EXCERPT —
Start of Block
Young also attends the weekly education classes which cover a range of risk-reduction topics including nutrition, medication management, stress management, travel, even managing the feelings that come with a heart disease diagnosis.
Importantly, cardiac rehabilitation works. “Many studies have shown the efficacy of cardiac rehabilitation, including reducing the risk of cardiac death and a lower risk of hospital readmission,” says Board Certified Cardiologist Eric Sontz, MD, Medical Director, Eisenhower Cardiac Rehabilitation Program.
“It’s also been shown to reduce symptoms like chest pain, improve adherence with taking preventive medications, and improve health factors like cholesterol levels and blood pressure,” says Berg. “Plus, whether they’ve had a heart attack or surgery, participants get better faster and return to their regular lifestyle much quicker.”
“Certainly women benefit as much as men, and maybe even more — given their surprise sometimes at having heart disease,” adds Dr. Sontz.
End of Block
DATA —
Start of Block
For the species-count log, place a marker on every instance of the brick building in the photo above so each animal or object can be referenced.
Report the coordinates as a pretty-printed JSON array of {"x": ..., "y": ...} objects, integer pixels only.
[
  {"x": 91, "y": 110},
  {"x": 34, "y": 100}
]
End of Block
WORK INSTRUCTIONS —
1. In the cardiac rehabilitation excerpt, who is identified as Medical Director of the Eisenhower Cardiac Rehabilitation Program?
2. Please set down the portion of the cardiac rehabilitation excerpt starting with "Importantly, cardiac rehabilitation" and going on through "Cardiac Rehabilitation Program.".
3. Turn the paragraph of the cardiac rehabilitation excerpt that opens with "It’s also been shown" into a brief bulleted list, keeping its main facts.

EXPECTED RESULTS —
1. Board Certified Cardiologist Eric Sontz, MD.

2.
Importantly, cardiac rehabilitation works. “Many studies have shown the efficacy of cardiac rehabilitation, including reducing the risk of cardiac death and a lower risk of hospital readmission,” says Board Certified Cardiologist Eric Sontz, MD, Medical Director, Eisenhower Cardiac Rehabilitation Program.

3.
According to Berg, cardiac rehabilitation:
- Reduces symptoms such as chest pain
- Improves adherence with taking preventive medications
- Improves cholesterol levels and blood pressure
- Helps participants recover faster and return to their regular lifestyle much quicker, whether they've had a heart attack or surgery